#### Required work
Nothing is to be left out: repeat every entry exactly as given.

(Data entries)
:::::

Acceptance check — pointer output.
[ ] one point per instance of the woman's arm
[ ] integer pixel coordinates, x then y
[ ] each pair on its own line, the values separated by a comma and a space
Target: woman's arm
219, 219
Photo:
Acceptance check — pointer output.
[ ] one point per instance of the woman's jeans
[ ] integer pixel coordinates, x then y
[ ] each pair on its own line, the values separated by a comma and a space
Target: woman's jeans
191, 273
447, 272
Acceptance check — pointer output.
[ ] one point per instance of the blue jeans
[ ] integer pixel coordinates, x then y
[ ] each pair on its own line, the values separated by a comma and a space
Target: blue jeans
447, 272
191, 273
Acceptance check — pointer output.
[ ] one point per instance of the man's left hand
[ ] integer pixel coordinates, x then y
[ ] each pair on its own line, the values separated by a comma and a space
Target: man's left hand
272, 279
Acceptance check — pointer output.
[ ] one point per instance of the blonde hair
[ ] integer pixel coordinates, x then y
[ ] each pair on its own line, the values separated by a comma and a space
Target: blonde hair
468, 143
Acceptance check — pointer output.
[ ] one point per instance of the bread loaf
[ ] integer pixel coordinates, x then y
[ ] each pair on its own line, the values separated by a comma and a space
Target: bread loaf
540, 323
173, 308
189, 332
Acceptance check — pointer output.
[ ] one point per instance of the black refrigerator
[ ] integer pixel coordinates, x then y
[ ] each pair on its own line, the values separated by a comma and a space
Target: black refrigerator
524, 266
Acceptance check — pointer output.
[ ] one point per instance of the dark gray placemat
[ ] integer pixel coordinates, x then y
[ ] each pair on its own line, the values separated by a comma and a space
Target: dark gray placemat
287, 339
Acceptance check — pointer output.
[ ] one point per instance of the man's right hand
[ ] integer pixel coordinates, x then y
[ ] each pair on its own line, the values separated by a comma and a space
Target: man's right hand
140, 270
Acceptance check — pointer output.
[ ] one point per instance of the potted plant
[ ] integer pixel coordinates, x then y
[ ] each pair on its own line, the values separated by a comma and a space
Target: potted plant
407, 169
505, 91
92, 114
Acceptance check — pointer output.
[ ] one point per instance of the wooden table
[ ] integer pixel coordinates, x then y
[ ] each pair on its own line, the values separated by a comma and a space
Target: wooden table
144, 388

:::::

#### Task result
Acceptance check — pointer output.
[ ] one point per instance of the woman's arm
[ ] integer pixel coordinates, x then y
[ ] each pair on its own line, the values separated by a comma and a space
Target: woman's arm
219, 219
Photo:
Acceptance check — pointer output.
[ ] one point per instance of the woman's jeans
[ ] integer pixel coordinates, x then y
[ ] each pair on its own line, the values separated by a comma and a space
Target: woman's jeans
191, 273
447, 272
Acceptance check — pointer output.
[ ] one point per instance of the blue jeans
[ ] integer pixel coordinates, x then y
[ ] each pair on its own line, the values separated by a comma and a space
Target: blue jeans
447, 272
191, 273
Acceptance check — pointer output.
[ ] one point per instance of the man's left hand
[ ] integer pixel coordinates, x then y
[ ] each pair on its own line, the values separated by a comma and a space
Target: man's left hand
272, 279
Acceptance check — pointer output.
[ ] one point per instance of the blonde hair
[ ] integer pixel coordinates, x then y
[ ] each pair on its own line, the values separated by a comma and a space
Target: blonde hair
468, 143
Acceptance check — pointer output.
[ ] one point per instance of the bread loaf
[ ] integer pixel coordinates, x then y
[ ] each pair on its own line, the values separated by a comma and a space
Target: bread loaf
540, 323
173, 308
189, 332
Acceptance check — pointer output.
[ ] one point per instance of the black refrigerator
[ ] integer pixel coordinates, x then y
[ ] each pair on its own line, the values separated by a comma and a space
Target: black refrigerator
524, 266
Acceptance check — pointer output.
[ ] one point per instance of the dark gray placemat
[ ] integer pixel coordinates, x then y
[ ] each pair on its own line, the values separated by a comma and a space
Target: dark gray placemat
287, 339
Acceptance check — pointer output.
[ ] one point per instance of the man's right hand
[ ] integer pixel coordinates, x then y
[ ] each pair on its own line, the values separated by a comma and a space
Target: man's right hand
140, 270
Acceptance check — pointer output.
[ ] one point per instance of the potted plant
[ ] integer pixel coordinates, x then y
[ ] each pair on its own line, the values separated by a comma and a space
Target: potted plant
407, 169
505, 91
92, 114
Acceptance check — pointer output.
[ ] one point per instance of the wooden table
[ ] integer pixel coordinates, x then y
[ ] each pair on its own line, the values separated by a comma and a space
Target: wooden table
144, 388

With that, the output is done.